GIVEN TASK 1: According to the article on the Duplin County WIC vote, which organization ran the county's WIC program independently of the health department?
GIVEN TASK 2: From the article on the Duplin County WIC vote, extract the passage that begins with the words "The Duplin County Board" and ends with "to the issue.".

SOURCE TEXT:
————————

The Duplin County Board of Commissioners voted Monday 3-2 in favor of turning the county's Women, Infants and Children nutrition program over to the Duplin County Health Department.

A state-level directive forced commissioners to balance the jobs of existing workers against the needs of WIC program participants in the decision, which drew emotional discussion from audience members close to the issue.

Before the vote, Duplin County was the only county in North Carolina that did not have a unified WIC program "under health auspices," said Alice Lenihan, branch head with the state Public Health division of the Department of Health and Human Services.

The WIC nutrition program was run independently of the health department by Eastern Carolina Human Services, an Onslow County-based organization, but commissioners were asked to vote to turn the program over to the county health department or risk having the state issue a competitive bid to surrounding counties to find another agency to run WIC.

"I would never want Wayne County or Sampson County coming in here and doing our work," Commis-sioner Frances Parks said. "It just makes sense to me."

However, the commissioners were not supportive of being forced to make the decision or in agreement over the issue.

"I've seen that WIC program grow from zero to what it is now," Commissioner Zettie Williams said.

————————

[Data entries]
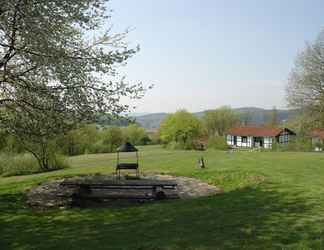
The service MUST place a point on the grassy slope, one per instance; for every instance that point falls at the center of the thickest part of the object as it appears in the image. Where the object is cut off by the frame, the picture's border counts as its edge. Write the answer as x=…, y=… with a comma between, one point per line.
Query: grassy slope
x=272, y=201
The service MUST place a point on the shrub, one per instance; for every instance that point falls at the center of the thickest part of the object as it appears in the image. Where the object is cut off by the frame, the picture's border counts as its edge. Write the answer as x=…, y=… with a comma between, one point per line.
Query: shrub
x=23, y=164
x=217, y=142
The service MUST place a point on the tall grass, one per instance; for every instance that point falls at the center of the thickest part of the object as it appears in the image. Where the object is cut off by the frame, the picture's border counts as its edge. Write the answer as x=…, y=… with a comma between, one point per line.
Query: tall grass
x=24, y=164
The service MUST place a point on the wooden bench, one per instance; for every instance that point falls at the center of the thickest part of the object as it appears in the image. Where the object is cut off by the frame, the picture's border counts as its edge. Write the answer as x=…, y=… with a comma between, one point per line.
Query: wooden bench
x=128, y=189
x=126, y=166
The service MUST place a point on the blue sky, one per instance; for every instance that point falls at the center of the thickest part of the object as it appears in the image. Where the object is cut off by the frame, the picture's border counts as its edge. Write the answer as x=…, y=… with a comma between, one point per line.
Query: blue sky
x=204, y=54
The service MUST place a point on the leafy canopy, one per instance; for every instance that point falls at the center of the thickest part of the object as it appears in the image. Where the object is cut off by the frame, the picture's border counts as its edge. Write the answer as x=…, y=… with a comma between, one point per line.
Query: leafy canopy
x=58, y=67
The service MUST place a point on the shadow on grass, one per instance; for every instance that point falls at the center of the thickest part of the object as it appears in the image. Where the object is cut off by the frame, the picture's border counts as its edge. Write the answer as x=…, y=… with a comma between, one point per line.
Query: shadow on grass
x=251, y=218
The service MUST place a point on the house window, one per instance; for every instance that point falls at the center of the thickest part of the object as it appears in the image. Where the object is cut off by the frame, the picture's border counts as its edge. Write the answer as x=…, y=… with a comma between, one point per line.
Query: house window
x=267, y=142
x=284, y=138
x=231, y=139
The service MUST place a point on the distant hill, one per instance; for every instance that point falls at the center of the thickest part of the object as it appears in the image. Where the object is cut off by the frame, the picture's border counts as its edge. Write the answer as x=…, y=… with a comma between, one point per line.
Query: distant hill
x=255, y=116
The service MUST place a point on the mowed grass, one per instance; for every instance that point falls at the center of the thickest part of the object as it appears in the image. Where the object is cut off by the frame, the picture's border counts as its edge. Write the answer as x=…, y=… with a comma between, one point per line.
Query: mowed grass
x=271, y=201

————————

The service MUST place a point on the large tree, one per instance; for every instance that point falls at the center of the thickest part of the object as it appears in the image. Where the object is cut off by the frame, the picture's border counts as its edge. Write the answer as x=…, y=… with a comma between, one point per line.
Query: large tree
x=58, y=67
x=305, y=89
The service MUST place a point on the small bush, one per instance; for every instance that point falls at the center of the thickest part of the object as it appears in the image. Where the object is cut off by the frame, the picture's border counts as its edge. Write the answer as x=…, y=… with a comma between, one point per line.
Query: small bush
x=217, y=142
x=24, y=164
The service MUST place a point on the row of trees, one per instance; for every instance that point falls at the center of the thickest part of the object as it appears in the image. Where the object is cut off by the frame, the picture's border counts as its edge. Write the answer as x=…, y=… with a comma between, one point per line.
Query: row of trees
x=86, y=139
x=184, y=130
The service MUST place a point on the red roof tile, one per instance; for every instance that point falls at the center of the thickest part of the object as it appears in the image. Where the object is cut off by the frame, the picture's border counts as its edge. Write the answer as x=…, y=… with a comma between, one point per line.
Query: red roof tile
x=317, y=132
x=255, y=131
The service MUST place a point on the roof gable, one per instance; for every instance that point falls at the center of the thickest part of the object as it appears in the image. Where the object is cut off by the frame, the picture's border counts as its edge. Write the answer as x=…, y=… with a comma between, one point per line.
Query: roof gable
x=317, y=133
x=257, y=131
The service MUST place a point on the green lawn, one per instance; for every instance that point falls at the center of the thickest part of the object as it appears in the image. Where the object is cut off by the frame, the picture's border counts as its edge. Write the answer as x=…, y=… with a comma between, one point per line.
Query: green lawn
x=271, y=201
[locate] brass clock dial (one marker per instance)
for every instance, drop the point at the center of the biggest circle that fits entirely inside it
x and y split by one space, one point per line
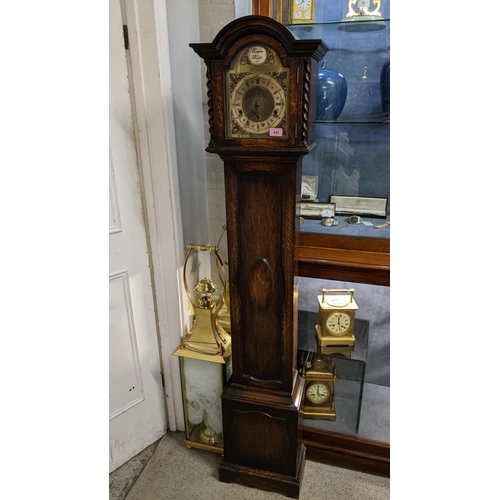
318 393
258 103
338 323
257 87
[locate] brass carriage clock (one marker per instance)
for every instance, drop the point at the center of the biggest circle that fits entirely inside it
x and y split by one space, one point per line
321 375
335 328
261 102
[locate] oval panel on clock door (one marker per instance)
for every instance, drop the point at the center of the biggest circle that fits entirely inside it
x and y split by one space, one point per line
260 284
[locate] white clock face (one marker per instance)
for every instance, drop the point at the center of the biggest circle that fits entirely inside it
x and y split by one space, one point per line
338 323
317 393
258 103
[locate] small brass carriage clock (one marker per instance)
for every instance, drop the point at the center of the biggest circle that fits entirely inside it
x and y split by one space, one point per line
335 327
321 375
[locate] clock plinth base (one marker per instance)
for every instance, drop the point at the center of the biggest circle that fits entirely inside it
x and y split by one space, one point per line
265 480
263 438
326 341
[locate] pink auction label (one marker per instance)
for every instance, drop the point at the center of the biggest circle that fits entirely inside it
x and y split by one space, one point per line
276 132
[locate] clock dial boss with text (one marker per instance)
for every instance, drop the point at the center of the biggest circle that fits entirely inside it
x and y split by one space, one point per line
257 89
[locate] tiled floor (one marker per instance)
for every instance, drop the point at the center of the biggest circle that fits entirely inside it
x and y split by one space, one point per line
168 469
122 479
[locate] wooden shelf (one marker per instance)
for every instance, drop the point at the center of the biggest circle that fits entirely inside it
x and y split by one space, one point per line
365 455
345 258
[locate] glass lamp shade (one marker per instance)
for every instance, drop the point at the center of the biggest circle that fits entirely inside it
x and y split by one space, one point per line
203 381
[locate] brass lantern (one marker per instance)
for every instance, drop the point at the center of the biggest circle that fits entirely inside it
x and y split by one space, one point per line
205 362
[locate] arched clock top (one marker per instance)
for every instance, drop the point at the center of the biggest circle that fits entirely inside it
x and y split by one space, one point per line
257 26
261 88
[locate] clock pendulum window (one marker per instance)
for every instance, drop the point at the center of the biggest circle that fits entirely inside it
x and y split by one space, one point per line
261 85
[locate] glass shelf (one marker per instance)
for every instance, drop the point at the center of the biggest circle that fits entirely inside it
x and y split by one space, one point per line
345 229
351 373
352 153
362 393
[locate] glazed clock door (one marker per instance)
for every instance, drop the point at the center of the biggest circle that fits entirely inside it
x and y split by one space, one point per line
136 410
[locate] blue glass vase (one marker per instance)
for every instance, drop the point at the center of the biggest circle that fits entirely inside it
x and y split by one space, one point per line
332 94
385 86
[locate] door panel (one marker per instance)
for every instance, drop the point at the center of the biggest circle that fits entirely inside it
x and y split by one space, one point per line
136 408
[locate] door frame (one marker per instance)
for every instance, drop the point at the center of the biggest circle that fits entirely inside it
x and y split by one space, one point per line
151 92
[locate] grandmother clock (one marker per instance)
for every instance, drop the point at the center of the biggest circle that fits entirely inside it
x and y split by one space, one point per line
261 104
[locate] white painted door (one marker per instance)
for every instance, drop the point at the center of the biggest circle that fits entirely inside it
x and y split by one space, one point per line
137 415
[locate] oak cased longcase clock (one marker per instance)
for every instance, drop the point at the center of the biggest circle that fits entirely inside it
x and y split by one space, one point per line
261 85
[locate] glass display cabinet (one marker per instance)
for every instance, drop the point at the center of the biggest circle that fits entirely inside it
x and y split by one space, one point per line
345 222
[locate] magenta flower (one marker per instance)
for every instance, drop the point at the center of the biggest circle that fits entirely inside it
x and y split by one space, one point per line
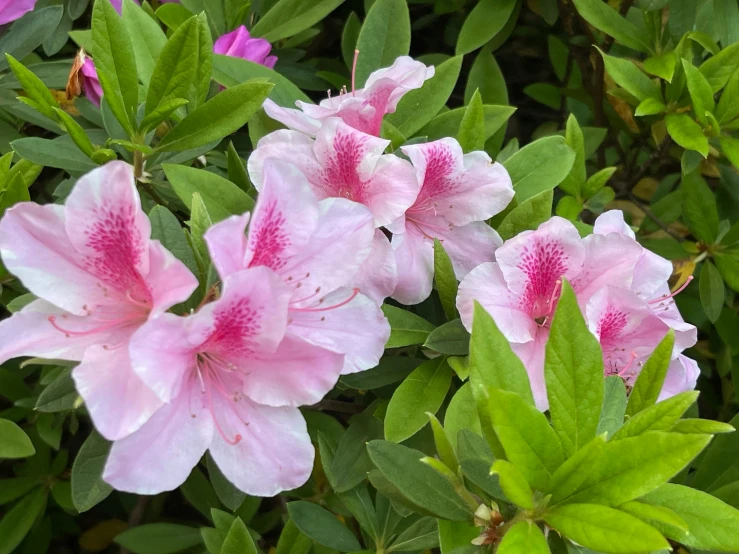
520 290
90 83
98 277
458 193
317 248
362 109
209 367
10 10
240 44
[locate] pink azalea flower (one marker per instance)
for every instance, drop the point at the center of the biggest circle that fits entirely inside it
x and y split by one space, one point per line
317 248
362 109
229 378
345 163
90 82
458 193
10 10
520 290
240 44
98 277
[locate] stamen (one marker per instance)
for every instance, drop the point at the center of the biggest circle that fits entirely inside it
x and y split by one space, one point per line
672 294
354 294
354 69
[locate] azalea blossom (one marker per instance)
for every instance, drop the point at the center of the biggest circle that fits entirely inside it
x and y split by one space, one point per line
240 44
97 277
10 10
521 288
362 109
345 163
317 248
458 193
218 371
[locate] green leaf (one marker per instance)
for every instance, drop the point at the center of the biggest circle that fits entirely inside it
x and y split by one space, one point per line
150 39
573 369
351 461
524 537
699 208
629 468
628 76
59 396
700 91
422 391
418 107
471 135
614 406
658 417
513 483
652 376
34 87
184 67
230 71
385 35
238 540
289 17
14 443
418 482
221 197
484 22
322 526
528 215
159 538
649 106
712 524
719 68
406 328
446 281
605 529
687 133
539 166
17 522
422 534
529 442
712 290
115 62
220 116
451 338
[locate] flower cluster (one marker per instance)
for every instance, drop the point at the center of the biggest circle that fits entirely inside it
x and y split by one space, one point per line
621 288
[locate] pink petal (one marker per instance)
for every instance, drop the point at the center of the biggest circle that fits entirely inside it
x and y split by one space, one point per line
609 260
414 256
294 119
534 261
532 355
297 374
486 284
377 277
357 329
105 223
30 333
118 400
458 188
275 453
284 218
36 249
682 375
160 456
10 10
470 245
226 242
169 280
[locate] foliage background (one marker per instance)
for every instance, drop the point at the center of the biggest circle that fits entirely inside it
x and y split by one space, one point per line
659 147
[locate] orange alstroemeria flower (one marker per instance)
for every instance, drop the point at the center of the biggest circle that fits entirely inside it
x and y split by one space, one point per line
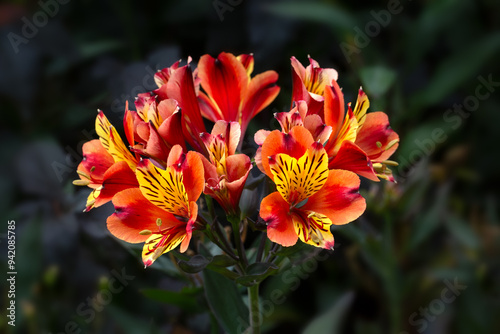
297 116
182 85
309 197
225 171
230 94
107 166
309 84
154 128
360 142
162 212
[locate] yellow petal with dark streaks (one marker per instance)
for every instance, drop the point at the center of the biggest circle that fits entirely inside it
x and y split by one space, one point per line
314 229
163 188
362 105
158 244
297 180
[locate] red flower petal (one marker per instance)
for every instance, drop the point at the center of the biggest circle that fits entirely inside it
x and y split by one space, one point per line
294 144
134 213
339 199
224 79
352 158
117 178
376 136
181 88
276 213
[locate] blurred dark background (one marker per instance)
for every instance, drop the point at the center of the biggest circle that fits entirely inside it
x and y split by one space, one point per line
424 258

————————

TASK ANSWER 1: Eastern Carolina Human Services, an Onslow County-based organization.

TASK ANSWER 2:
The Duplin County Board of Commissioners voted Monday 3-2 in favor of turning the county's Women, Infants and Children nutrition program over to the Duplin County Health Department.

A state-level directive forced commissioners to balance the jobs of existing workers against the needs of WIC program participants in the decision, which drew emotional discussion from audience members close to the issue.